%%
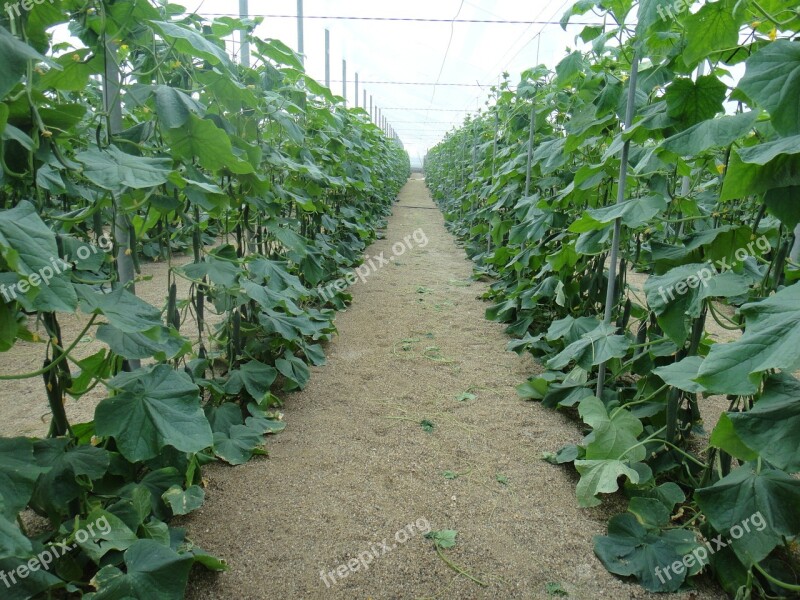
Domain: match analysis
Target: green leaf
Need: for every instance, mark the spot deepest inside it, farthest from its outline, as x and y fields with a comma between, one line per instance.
x=238, y=444
x=152, y=570
x=771, y=341
x=725, y=438
x=772, y=426
x=18, y=474
x=711, y=29
x=295, y=371
x=762, y=505
x=153, y=408
x=444, y=538
x=174, y=107
x=772, y=80
x=201, y=138
x=764, y=153
x=191, y=42
x=600, y=477
x=181, y=501
x=598, y=346
x=691, y=102
x=70, y=471
x=14, y=58
x=255, y=376
x=160, y=343
x=114, y=536
x=612, y=435
x=630, y=549
x=711, y=133
x=634, y=213
x=116, y=171
x=745, y=179
x=125, y=311
x=29, y=247
x=682, y=374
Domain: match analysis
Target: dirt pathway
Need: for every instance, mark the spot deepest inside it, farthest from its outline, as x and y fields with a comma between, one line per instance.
x=356, y=465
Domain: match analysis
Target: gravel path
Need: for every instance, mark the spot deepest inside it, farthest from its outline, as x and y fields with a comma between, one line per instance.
x=356, y=466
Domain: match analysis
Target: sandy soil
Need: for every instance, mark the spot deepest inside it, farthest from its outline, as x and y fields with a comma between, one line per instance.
x=355, y=465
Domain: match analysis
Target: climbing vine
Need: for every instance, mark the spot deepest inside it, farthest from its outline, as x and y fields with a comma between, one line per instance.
x=671, y=149
x=129, y=135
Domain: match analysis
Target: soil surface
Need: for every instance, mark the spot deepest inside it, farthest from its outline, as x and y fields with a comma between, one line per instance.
x=413, y=424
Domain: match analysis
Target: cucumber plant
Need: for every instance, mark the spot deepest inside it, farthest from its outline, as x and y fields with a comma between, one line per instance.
x=261, y=176
x=563, y=206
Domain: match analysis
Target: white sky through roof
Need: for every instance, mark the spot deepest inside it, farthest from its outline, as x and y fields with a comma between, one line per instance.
x=409, y=51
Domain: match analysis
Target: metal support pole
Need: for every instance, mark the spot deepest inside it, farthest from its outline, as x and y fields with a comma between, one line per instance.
x=344, y=81
x=611, y=289
x=531, y=131
x=244, y=44
x=300, y=45
x=327, y=59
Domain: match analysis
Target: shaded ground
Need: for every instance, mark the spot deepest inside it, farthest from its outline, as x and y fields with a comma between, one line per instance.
x=356, y=465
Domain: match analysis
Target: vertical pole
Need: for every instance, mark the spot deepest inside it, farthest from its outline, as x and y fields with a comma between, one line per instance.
x=611, y=290
x=344, y=81
x=126, y=272
x=530, y=150
x=300, y=45
x=244, y=44
x=327, y=59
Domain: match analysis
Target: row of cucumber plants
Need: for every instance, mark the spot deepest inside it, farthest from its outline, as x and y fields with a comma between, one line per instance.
x=670, y=148
x=128, y=134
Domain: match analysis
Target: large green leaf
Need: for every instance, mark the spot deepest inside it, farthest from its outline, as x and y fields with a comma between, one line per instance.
x=152, y=571
x=255, y=377
x=18, y=474
x=770, y=496
x=764, y=153
x=115, y=171
x=711, y=29
x=29, y=247
x=600, y=477
x=125, y=311
x=630, y=549
x=595, y=347
x=14, y=58
x=153, y=408
x=190, y=41
x=201, y=138
x=691, y=102
x=612, y=435
x=772, y=426
x=711, y=133
x=771, y=341
x=772, y=79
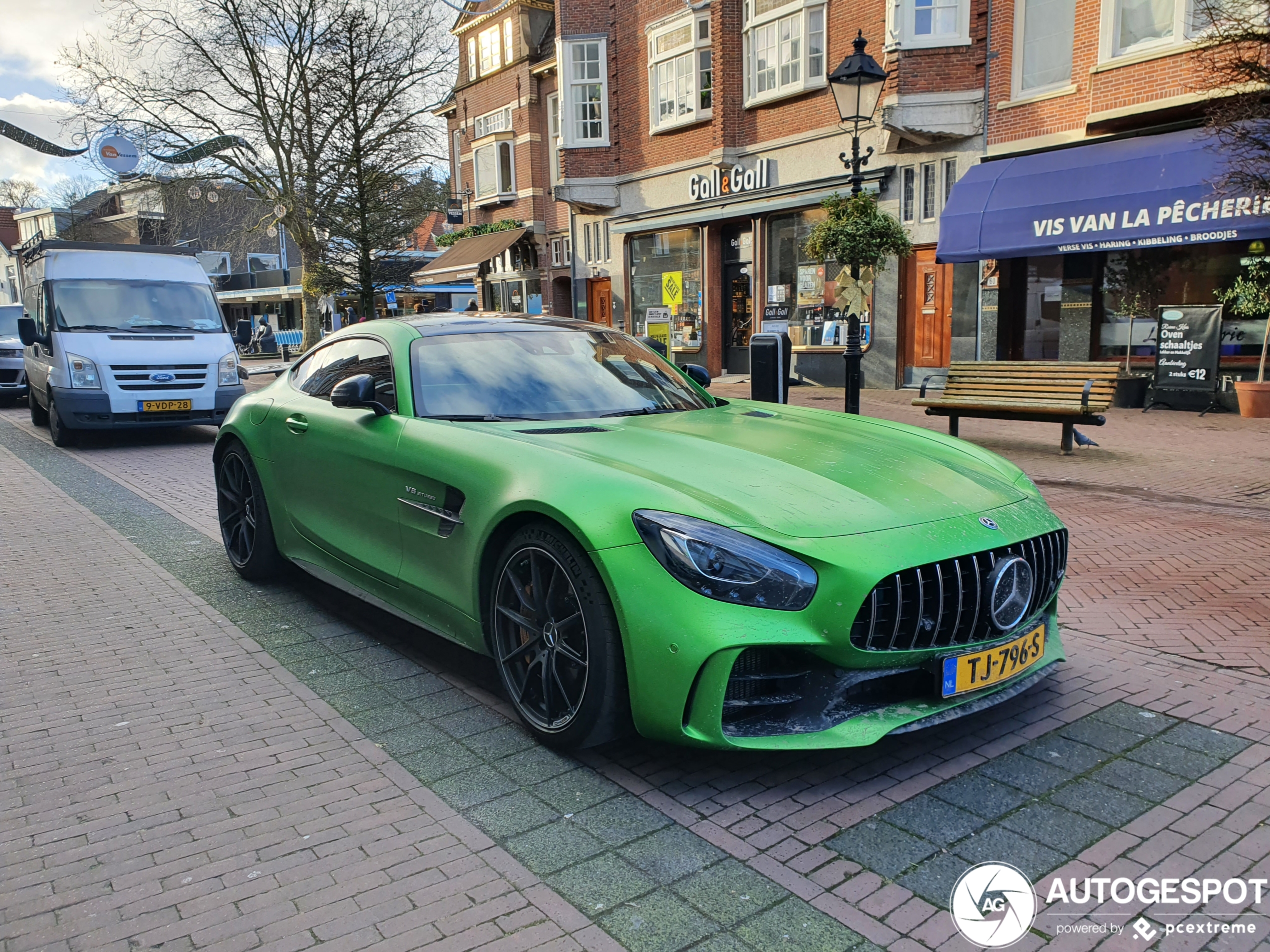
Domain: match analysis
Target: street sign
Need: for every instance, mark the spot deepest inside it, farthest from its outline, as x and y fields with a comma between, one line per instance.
x=672, y=288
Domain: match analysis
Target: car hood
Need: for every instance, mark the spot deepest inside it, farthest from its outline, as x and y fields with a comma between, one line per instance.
x=800, y=473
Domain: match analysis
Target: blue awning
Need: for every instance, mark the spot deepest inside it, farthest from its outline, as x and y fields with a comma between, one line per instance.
x=1144, y=192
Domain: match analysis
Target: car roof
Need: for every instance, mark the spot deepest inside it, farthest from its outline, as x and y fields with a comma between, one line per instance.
x=492, y=321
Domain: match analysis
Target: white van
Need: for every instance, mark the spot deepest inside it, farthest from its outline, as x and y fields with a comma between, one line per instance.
x=122, y=337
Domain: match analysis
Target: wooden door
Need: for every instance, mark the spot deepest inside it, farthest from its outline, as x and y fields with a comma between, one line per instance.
x=600, y=301
x=928, y=310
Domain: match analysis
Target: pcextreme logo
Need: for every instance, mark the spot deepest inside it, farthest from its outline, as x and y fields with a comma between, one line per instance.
x=992, y=906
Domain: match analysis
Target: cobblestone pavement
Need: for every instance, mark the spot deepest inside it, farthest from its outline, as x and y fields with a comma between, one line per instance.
x=1144, y=753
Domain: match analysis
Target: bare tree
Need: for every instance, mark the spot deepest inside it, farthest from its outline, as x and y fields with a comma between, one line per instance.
x=272, y=73
x=22, y=193
x=1234, y=71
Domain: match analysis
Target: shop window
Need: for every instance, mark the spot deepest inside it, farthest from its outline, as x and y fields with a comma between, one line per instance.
x=1046, y=33
x=490, y=43
x=554, y=136
x=678, y=70
x=908, y=193
x=930, y=192
x=806, y=287
x=497, y=121
x=494, y=170
x=664, y=266
x=586, y=75
x=949, y=178
x=928, y=23
x=784, y=48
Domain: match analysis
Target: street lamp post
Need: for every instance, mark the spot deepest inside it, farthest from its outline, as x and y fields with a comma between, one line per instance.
x=856, y=84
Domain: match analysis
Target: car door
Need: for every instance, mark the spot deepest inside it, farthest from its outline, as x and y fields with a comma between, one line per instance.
x=334, y=465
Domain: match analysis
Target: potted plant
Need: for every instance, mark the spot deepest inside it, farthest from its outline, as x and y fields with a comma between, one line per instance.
x=1250, y=297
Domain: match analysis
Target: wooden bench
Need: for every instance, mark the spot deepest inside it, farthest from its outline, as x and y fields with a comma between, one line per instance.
x=1039, y=391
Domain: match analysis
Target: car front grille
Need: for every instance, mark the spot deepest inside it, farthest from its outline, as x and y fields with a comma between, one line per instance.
x=188, y=376
x=942, y=603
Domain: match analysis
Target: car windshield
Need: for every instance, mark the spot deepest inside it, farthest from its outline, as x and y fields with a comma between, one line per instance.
x=545, y=375
x=136, y=306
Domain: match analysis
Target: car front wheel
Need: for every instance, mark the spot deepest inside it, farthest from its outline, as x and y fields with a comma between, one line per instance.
x=556, y=640
x=247, y=530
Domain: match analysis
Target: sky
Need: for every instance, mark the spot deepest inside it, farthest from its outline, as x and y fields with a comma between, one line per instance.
x=31, y=40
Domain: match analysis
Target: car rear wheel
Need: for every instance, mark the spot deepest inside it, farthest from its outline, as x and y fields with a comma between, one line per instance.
x=247, y=530
x=556, y=640
x=38, y=414
x=60, y=432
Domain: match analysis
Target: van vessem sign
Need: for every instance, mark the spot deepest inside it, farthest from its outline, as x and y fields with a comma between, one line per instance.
x=1147, y=192
x=724, y=182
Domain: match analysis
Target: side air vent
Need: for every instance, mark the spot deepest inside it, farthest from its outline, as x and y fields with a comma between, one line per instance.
x=567, y=429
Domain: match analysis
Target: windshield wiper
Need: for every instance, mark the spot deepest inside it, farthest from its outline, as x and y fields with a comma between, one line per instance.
x=476, y=418
x=642, y=412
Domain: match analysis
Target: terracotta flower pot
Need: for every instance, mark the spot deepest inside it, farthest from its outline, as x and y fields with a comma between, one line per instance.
x=1254, y=398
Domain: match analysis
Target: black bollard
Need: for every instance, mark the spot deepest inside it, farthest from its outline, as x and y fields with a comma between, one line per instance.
x=852, y=356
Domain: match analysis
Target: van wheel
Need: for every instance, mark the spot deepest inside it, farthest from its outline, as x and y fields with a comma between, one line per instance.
x=38, y=414
x=62, y=434
x=247, y=530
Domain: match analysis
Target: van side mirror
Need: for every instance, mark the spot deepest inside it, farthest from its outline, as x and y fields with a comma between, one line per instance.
x=698, y=374
x=358, y=393
x=28, y=333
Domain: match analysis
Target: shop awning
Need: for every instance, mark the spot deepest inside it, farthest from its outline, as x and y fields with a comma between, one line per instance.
x=1144, y=192
x=462, y=260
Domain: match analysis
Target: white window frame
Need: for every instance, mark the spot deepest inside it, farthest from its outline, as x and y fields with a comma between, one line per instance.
x=1018, y=60
x=554, y=136
x=682, y=66
x=570, y=84
x=504, y=189
x=1184, y=33
x=490, y=123
x=782, y=29
x=490, y=48
x=902, y=26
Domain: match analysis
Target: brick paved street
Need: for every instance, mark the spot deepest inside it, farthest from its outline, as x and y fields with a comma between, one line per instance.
x=1146, y=753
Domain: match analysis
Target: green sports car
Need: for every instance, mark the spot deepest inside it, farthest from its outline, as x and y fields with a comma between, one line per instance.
x=632, y=551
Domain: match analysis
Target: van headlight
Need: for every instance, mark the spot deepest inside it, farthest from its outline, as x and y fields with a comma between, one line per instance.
x=226, y=371
x=724, y=564
x=83, y=372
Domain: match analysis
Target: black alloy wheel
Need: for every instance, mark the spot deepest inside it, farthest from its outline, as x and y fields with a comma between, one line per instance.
x=540, y=636
x=244, y=516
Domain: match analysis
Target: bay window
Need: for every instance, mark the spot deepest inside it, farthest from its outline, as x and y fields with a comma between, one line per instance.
x=784, y=48
x=680, y=75
x=494, y=169
x=586, y=78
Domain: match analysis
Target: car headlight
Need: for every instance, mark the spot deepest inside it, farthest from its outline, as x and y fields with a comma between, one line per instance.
x=724, y=564
x=226, y=371
x=83, y=372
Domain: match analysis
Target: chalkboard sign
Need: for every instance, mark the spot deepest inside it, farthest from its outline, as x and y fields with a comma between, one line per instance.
x=1188, y=348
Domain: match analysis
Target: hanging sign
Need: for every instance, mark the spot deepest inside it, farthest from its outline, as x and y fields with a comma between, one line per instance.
x=1188, y=349
x=672, y=288
x=118, y=154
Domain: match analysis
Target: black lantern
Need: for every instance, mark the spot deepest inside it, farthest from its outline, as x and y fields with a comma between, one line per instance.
x=858, y=84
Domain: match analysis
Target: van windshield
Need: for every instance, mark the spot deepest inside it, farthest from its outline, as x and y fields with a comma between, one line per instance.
x=136, y=306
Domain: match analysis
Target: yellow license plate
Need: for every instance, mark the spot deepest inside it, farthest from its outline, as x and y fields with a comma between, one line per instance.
x=982, y=669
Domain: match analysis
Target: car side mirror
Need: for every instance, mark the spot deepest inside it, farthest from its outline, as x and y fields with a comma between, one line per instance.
x=28, y=333
x=358, y=393
x=698, y=374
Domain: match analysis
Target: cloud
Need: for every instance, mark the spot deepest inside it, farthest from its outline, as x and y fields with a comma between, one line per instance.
x=45, y=118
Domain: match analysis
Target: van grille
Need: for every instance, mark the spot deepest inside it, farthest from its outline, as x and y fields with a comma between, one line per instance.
x=132, y=376
x=942, y=603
%%
• TASK DETAILS: Filter the material above down to the lines that hold the word "mirror".

• ANSWER SPACE:
Target: van side mirror
Target: car side mirror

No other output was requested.